◆ **What you need to do**: Every record that follows should be printed verbatim.

[Location annotation dataset excerpts]
□ □ □ □ □
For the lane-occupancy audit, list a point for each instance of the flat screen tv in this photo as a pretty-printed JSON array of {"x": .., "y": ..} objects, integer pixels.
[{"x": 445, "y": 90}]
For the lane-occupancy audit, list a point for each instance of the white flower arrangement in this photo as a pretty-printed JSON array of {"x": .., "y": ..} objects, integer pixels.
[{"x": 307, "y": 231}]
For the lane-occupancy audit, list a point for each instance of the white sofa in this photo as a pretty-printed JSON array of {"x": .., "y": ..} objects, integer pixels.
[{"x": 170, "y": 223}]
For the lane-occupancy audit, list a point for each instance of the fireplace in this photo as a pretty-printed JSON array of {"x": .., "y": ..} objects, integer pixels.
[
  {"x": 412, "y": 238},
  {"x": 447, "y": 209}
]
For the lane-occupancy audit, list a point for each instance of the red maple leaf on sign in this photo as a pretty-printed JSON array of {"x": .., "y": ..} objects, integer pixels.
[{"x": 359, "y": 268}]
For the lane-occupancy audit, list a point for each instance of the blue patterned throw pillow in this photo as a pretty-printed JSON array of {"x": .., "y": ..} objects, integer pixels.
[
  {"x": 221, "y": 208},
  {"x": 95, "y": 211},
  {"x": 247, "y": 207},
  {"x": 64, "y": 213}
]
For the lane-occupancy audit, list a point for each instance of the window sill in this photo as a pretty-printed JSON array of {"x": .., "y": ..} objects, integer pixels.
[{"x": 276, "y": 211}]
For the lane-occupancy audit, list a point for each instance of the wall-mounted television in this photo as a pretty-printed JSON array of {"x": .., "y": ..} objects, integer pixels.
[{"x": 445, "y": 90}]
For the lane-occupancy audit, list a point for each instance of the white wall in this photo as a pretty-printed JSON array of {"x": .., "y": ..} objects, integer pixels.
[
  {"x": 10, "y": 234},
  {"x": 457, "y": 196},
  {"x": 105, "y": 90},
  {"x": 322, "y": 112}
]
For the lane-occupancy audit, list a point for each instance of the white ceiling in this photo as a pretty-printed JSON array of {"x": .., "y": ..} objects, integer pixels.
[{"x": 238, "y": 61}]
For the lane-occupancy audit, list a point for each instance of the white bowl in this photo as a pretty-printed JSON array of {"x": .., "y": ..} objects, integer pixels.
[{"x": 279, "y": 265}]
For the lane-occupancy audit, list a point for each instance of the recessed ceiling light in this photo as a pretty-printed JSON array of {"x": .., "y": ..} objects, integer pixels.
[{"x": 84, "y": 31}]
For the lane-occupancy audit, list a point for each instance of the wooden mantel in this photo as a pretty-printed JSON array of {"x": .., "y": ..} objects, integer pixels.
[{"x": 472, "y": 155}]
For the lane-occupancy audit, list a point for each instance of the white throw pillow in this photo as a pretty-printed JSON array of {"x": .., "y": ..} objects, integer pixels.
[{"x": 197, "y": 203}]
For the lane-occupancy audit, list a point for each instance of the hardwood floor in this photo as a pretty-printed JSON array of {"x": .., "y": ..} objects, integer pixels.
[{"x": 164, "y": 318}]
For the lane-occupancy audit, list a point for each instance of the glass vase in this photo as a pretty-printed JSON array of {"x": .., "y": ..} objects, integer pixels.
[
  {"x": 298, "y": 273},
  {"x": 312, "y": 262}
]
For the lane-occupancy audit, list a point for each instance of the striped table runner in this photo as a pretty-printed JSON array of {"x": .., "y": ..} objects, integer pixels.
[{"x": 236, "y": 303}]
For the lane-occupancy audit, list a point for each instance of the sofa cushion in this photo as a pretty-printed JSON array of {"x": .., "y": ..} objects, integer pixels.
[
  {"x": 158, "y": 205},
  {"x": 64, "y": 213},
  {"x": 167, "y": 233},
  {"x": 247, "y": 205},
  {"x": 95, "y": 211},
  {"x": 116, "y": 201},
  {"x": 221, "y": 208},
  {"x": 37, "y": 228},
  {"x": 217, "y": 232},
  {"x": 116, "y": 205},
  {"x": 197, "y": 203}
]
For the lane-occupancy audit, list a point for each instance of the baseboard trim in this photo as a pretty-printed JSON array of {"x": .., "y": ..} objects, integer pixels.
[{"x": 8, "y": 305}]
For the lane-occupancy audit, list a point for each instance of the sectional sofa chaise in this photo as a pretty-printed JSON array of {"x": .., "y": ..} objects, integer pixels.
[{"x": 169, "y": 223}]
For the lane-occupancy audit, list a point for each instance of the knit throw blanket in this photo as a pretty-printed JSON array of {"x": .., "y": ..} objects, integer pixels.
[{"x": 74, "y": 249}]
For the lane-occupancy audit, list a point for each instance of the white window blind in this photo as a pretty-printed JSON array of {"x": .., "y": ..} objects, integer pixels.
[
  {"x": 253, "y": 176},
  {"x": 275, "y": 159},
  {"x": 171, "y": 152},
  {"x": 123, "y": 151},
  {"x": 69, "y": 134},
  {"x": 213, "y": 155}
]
□ □ □ □ □
◆ **Finished answer**:
For the lane-occupancy audit, list a point for each instance of the flat screen tv in this photo as a pretty-printed JSON array of {"x": .., "y": ..} objects, integer pixels.
[{"x": 445, "y": 90}]
For the lane-occupancy audit, list a point for each instance of the white flower arrangement in this photo as a pretty-printed JSON array of {"x": .., "y": ..} objects, integer pixels.
[{"x": 307, "y": 231}]
For the lane-occupancy audit, list a point for each instance of the white sofa in this photo as a pretty-printed JSON array of {"x": .., "y": ..} objects, integer pixels.
[{"x": 170, "y": 223}]
For the lane-occupancy audit, list a point for each instance of the fireplace in this photo as a pretty-printed JSON array of {"x": .., "y": ..} objects, integer pixels.
[
  {"x": 412, "y": 238},
  {"x": 447, "y": 209}
]
For the lane-occupancy audit, list a point for each instance of the red maple leaf on sign in this photo as a pretty-printed JSON array of {"x": .., "y": ..} objects, integer pixels.
[{"x": 359, "y": 268}]
For the lane-occupancy audit, list a point for each instance of the blue patterned throw pillow in this photo as a pretty-printed JSON array of {"x": .., "y": ..} objects, integer pixels.
[
  {"x": 221, "y": 208},
  {"x": 95, "y": 211},
  {"x": 247, "y": 207},
  {"x": 64, "y": 213}
]
For the lane-occupancy audit, list a point for each instance of the window sill in this photo as a pretty-printed JSON array of {"x": .., "y": ..} objects, integer pixels.
[{"x": 276, "y": 211}]
For the lane-occupancy audit, list a point for each instance of the wall-mounted television in this photo as a pretty-printed JSON array of {"x": .., "y": ..} objects, integer pixels.
[{"x": 445, "y": 90}]
For the lane-occupancy audit, list a point for each instance of the white wall in this photo as a pretty-printed JSON array of {"x": .., "y": ..} objects, integer pixels.
[
  {"x": 10, "y": 234},
  {"x": 457, "y": 196},
  {"x": 105, "y": 90},
  {"x": 322, "y": 112}
]
For the lane-occupancy audit, list a point for each instance of the white ceiling in this photo as a pretty-printed JSON array of {"x": .., "y": ..} objects, integer pixels.
[{"x": 238, "y": 61}]
For the lane-occupancy audit, list a point for each instance of the white bowl in this photo as a pretty-printed JSON array of {"x": .., "y": ..} objects, integer pixels.
[{"x": 279, "y": 265}]
For the lane-occupancy audit, list a point for each instance of the recessed ceiling light in this photo as a pretty-printed JSON array of {"x": .., "y": ..} objects, integer pixels.
[{"x": 84, "y": 31}]
For the lane-occupancy audit, list a point for each instance of the wooden mantel in this photo as a pretty-printed JSON array of {"x": .., "y": ..} objects, integer pixels.
[{"x": 472, "y": 155}]
For the lane-occupancy audit, list a point for each instance of the white throw pillow in this photo as a pretty-printed JSON array of {"x": .., "y": ..} objects, integer pixels.
[{"x": 197, "y": 203}]
For the lane-occupancy audit, list a point for each instance of the hardwood floor in this photo as a pretty-printed JSON array of {"x": .., "y": ..} objects, integer pixels.
[{"x": 164, "y": 318}]
For the lane-occupancy audit, list a point for each instance of the glass vase in this photo as a pretty-printed JSON array of {"x": .., "y": ..} objects, integer pixels.
[
  {"x": 298, "y": 273},
  {"x": 312, "y": 262}
]
For the lane-occupancy audit, list a point for each instance of the striped table runner in this photo as a pretty-printed JSON array of {"x": .., "y": ..} objects, integer pixels.
[{"x": 236, "y": 303}]
For the lane-occupancy audit, list a point for each instance of the sofa cushion in this photo as a pretty-printed JSON array of {"x": .., "y": ..} objects, integer pixels.
[
  {"x": 158, "y": 205},
  {"x": 64, "y": 213},
  {"x": 167, "y": 233},
  {"x": 247, "y": 205},
  {"x": 95, "y": 211},
  {"x": 116, "y": 201},
  {"x": 221, "y": 208},
  {"x": 37, "y": 228},
  {"x": 217, "y": 232},
  {"x": 116, "y": 205},
  {"x": 197, "y": 203}
]
For the lane-occupancy audit, list a point for each instance of the baseboard trim in this photo as a pretty-printed JSON array of {"x": .., "y": ..} objects, integer pixels.
[{"x": 8, "y": 305}]
For the lane-occupancy audit, list a point for each instance of the sectional sofa chaise in this photo as a pretty-printed JSON array of {"x": .., "y": ..} objects, integer pixels.
[{"x": 169, "y": 223}]
For the lane-occupancy audit, list a point for each instance of the knit throw blanket in this photo as a pretty-printed JSON array of {"x": .., "y": ..} objects, integer pixels.
[{"x": 74, "y": 249}]
For the lane-occupancy audit, list a point for each instance of the white window blind in this photo as a pretty-printed JSON array of {"x": .., "y": ..} objects, integer pixels.
[
  {"x": 253, "y": 176},
  {"x": 275, "y": 159},
  {"x": 171, "y": 152},
  {"x": 123, "y": 151},
  {"x": 69, "y": 134},
  {"x": 213, "y": 155}
]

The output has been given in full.